Segment Start: Text section

The stars are bright outside my living room window, and one of my cats is rolling on the living room floor in a pile of catnip that Grace left out last night.
It’s 5 am, and I can’t sleep.
There are racing thoughts. Too many worries, too much to consider.
I’m headed to the hospital this morning for an unexpected non-stress test.
A non-stress test (NST) is the official name for laying in a hospital bed for an hour or two, hooked up to monitors to watch the baby’s heartrate and my contractions.
If everything is okay, they’ll probably send me back home. If everything is not okay, I suspect they’ll deliver my baby. At 37 1/2 weeks, I’m sure she’ll be fine.
I packed my hospital bag and Grace’s Big Sister bag last night, just in case.
I’ve become increasingly worried over the last three or four days, as I’ve noticed the baby’s movements decrease from 10 every five minutes to 10 every fifteen minutes to 10 every two hours.
After some blood work, an ultrasound, and yet another 24-hour urine collection, apparently my doctor is concerned, too. His secretary called me last evening around 5 to ask me to go to the hospital for an NST.
There were no beds and no monitors available last night, so they told me to come in first thing this morning.
Allowing for a very long night of trying to sleep while worries and prayers passed through my brain.
The thing that finally allowed me to fall asleep, well past midnight? Counting the baby’s movements. That’s how I know they’ve decreased to 10 in two hours.
The worries of a mother begin when she learns she’s pregnant and end…
Well, they never end. They just change, I guess.
Everything will be okay.
He has a plan, and His plan is good.
I shouldn’t worry.
I’ll keep you posted as I can.
Saturday morning update:
As I suspected, my amniotic fluid levels are low.
But not quite low enough to warrant delivering the baby at 37.5 weeks.
The non-stress test results were good, and I can stay pregnant for another week.
I am conflicted. I’m glad the baby is okay.
I hate bed rest.
And something stinks in my living room.
Just thought I’d share that last tidbit. It’s adding to my annoyance now that I’m back home in my bed rest prison.

Segment End: Text section

◆ Exercises to complete:
1. According to the post about the non-stress test, what did the Saturday morning update reveal about the amniotic fluid levels?
2. Rewrite the part of the post about the non-stress test between "He has a plan, and" and "for another week.", inclusive, replacing "another week" with "a few more days".

Segment Start: Information shown

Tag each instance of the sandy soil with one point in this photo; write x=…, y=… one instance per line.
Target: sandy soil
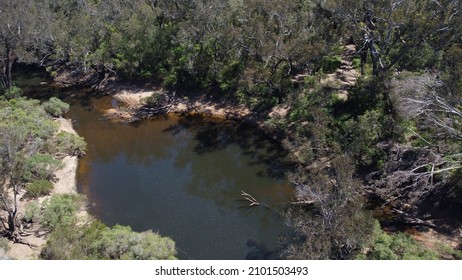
x=65, y=183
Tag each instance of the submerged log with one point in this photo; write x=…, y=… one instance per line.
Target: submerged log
x=252, y=201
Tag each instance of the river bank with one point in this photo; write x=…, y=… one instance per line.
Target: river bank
x=130, y=99
x=64, y=183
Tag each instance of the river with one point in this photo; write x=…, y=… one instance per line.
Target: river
x=181, y=176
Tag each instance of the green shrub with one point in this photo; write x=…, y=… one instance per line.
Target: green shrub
x=40, y=166
x=60, y=210
x=13, y=93
x=396, y=246
x=99, y=242
x=32, y=212
x=39, y=188
x=4, y=249
x=68, y=143
x=56, y=107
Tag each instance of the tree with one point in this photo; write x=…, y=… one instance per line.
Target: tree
x=24, y=34
x=24, y=128
x=389, y=30
x=335, y=224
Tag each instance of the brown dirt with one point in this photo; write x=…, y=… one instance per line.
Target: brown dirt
x=65, y=183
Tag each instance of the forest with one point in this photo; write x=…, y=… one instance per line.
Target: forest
x=364, y=95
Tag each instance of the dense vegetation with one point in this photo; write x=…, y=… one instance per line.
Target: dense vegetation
x=395, y=136
x=30, y=148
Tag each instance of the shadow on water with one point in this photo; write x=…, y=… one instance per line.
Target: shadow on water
x=212, y=135
x=182, y=176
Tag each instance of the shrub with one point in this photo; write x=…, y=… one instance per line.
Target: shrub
x=40, y=166
x=68, y=143
x=32, y=212
x=98, y=241
x=13, y=93
x=60, y=210
x=56, y=107
x=39, y=188
x=3, y=249
x=396, y=246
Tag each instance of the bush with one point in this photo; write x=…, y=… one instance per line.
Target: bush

Segment End: Information shown

◆ Outputs by task:
1. They were low, but not quite low enough to warrant delivering the baby at 37.5 weeks.

2.
He has a plan, and His plan is good.
I shouldn’t worry.
I’ll keep you posted as I can.
Saturday morning update:
As I suspected, my amniotic fluid levels are low.
But not quite low enough to warrant delivering the baby at 37.5 weeks.
The non-stress test results were good, and I can stay pregnant for a few more days.